**ABOUT THIS TASK**
For each statement, say yes or no according to the clownfish hosting discussion below, and quote the words from it that settle the matter. 1. Bubble tip anemones are called the easiest anemones to keep alive. 2. One poster's clownfish host in a duncan coral. 3. LTAs are recommended as host anemones.

**PAGE TEXT**
------

Bubble tips are the easiest anemones to keep alive but the nem won’t always host clowns.
 
Also, clownfish in aquariums are weird. They will literally host with anything, or even nothing at all.

Plenty of users on here have clowns that host torch corals, frogspawn coral, elegance corals, powerheads. Bunch of randomness.
Yup, clowns host anything mine host in the fogspawn, palys and btas. Clowns are fun to watch as they feed all their hosting spots/coral and help some of them grow faster.
 
Yup, clowns host anything mine host in the fogspawn, palys and btas. Clowns are fun to watch as they feed all their hosting spots/coral and help some of them grow faster.
Thry host in your palys?? Considering that palys carry palytoxin and can kill pretty much anything by releasing it, those are some pretty hardcore clowns.

Mine host nothing. They have a perfectly good, 25 head duncan they can host, but no... >.<
 
I recommend against using LTAs as host anemones, they don't handle it well and often die after a few months of hosting.
 
Bubble tips are the easiest anemones to keep alive but the nem won’t always host clowns.

------

[Records excerpted from a collection]
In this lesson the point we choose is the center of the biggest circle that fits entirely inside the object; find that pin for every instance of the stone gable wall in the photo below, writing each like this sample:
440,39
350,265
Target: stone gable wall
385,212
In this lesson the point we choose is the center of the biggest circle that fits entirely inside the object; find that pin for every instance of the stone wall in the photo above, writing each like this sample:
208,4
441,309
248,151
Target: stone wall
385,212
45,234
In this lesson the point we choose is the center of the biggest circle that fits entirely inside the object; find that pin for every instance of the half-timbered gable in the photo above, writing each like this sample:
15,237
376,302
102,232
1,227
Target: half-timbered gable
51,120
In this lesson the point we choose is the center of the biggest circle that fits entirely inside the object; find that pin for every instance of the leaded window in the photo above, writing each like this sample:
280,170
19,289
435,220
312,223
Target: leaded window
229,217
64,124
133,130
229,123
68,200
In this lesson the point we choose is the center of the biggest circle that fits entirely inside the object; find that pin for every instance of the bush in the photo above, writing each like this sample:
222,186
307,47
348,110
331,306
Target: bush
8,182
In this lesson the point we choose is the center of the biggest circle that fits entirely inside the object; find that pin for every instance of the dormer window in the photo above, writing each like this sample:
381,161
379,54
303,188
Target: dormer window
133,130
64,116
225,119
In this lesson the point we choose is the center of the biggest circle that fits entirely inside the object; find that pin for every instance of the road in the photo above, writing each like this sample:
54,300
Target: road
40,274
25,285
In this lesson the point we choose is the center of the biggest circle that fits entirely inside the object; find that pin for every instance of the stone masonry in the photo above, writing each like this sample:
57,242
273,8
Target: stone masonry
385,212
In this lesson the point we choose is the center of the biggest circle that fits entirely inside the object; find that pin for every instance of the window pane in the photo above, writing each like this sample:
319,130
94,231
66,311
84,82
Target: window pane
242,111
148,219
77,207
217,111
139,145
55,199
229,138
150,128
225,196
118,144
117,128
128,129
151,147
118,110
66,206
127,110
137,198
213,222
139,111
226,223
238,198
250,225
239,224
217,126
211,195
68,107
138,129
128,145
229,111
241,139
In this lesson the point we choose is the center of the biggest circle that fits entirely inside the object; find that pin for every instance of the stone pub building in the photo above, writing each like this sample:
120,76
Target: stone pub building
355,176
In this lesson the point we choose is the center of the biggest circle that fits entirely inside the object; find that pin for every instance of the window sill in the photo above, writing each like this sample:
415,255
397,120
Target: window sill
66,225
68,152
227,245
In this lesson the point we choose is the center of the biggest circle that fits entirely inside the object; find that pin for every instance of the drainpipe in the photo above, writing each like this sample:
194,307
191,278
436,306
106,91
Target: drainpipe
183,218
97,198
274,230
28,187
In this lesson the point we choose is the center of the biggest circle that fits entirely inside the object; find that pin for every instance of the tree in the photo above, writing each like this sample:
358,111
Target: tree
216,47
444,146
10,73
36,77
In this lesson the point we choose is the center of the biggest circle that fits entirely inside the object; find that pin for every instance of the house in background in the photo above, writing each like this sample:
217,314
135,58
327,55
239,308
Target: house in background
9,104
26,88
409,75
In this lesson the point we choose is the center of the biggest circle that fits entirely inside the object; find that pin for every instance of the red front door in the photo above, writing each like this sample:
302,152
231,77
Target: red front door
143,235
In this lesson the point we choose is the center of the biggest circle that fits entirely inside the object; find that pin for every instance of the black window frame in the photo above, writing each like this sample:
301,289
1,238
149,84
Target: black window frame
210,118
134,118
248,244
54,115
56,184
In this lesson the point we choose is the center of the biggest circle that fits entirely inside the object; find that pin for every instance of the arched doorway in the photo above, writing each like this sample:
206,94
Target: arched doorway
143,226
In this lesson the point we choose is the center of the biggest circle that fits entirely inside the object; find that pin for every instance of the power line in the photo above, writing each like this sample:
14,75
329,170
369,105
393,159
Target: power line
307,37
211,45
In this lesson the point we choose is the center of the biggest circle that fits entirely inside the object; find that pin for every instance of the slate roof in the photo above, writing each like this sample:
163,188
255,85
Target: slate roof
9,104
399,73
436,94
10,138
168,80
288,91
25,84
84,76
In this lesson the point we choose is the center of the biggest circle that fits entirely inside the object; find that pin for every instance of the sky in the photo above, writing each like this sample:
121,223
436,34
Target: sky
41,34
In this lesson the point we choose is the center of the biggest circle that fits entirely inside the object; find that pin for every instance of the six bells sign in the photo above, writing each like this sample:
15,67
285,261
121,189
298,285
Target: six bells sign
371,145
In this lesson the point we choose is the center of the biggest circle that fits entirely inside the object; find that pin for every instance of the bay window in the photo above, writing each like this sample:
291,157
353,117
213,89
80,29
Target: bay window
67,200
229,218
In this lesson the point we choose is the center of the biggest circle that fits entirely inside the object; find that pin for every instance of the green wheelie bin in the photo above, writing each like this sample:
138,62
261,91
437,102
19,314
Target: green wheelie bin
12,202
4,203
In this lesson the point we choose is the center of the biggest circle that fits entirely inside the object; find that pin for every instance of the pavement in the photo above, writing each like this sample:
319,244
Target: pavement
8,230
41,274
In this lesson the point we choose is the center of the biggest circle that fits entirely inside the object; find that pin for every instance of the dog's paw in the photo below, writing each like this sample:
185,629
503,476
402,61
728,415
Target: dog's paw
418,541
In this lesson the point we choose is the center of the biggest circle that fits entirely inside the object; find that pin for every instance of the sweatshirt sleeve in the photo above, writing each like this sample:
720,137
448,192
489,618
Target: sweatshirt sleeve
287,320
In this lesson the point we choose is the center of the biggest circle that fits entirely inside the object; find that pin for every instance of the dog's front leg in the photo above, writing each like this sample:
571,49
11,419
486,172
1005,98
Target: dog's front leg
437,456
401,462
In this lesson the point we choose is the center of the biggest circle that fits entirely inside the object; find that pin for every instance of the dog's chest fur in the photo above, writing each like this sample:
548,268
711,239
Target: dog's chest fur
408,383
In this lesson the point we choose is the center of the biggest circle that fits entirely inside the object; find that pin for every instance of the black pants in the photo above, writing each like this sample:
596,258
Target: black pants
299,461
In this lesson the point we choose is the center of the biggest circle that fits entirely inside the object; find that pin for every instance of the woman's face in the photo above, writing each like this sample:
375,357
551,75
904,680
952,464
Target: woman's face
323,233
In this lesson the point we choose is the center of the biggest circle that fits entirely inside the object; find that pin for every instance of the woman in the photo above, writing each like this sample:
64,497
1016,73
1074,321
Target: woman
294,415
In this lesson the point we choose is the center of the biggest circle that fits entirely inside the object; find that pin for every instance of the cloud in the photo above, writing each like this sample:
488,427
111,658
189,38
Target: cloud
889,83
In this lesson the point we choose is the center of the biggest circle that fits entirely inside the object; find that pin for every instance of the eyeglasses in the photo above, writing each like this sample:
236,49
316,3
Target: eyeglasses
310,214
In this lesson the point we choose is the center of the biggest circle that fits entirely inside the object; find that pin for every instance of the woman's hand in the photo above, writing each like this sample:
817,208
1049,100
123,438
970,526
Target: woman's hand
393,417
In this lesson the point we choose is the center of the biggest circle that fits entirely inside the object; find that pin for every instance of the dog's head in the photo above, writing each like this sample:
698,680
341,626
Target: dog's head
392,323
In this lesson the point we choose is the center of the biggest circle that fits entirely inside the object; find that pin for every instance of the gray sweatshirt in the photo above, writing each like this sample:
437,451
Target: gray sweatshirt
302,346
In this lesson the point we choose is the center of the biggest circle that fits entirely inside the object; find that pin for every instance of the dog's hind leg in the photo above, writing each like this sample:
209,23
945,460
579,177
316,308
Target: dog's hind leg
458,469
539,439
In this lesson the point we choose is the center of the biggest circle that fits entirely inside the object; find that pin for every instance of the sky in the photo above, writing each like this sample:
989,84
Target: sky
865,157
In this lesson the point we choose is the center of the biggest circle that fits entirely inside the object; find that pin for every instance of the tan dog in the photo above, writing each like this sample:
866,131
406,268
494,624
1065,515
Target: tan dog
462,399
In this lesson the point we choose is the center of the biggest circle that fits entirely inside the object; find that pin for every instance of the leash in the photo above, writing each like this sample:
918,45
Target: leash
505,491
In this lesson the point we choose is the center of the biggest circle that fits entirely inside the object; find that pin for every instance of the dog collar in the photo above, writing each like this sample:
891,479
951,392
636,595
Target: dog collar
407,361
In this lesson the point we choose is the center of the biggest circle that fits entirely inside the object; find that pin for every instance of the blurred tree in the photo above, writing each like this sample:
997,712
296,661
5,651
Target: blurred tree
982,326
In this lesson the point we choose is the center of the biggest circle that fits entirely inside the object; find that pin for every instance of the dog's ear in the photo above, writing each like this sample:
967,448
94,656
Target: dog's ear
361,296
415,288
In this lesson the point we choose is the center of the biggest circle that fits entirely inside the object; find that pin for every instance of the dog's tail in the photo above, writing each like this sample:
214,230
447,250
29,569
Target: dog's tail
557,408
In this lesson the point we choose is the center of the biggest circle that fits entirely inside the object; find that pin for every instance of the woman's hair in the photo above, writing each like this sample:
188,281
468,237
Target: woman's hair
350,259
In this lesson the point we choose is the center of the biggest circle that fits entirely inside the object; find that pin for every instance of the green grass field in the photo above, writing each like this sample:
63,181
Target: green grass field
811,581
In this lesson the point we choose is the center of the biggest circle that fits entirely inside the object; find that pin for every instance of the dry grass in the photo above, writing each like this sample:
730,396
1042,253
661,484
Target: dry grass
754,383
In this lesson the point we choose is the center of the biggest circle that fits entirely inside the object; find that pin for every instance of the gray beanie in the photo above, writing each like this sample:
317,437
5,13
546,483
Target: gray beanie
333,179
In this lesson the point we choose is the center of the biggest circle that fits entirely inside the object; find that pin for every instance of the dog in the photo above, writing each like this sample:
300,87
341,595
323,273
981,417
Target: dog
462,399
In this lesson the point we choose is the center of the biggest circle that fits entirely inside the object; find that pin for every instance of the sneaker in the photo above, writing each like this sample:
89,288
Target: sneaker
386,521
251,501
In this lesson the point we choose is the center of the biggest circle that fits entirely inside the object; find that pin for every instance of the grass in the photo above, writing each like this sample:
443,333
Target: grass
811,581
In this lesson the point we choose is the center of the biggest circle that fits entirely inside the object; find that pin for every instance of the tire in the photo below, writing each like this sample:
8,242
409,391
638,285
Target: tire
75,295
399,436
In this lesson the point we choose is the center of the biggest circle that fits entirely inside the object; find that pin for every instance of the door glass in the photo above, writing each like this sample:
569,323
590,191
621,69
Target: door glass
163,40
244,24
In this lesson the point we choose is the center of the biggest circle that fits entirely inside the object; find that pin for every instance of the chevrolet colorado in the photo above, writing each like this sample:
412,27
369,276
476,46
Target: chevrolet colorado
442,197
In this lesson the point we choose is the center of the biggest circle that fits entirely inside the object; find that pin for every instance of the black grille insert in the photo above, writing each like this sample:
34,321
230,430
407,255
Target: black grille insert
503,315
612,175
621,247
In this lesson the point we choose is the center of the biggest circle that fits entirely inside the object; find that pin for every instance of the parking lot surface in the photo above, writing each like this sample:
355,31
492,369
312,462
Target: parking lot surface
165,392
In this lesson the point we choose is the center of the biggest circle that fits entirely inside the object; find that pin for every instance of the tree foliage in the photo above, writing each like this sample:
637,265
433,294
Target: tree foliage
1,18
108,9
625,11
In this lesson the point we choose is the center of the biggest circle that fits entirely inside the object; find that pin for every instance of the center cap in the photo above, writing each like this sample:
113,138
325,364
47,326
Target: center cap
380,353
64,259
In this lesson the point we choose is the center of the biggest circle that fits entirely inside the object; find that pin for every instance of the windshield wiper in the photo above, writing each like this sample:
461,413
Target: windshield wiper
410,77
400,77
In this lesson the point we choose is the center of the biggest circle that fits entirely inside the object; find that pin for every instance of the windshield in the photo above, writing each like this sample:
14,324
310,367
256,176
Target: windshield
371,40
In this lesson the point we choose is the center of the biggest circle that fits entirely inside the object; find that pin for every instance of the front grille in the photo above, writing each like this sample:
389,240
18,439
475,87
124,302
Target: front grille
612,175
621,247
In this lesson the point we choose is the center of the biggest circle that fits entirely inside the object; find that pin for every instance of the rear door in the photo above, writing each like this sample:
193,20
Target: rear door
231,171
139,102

------

**TASK RESPONSE**
1. Yes: "Bubble tips are the easiest anemones to keep alive"
2. No: "Mine host nothing. They have a perfectly good, 25 head duncan they can host, but no..."
3. No: "I recommend against using LTAs as host anemones"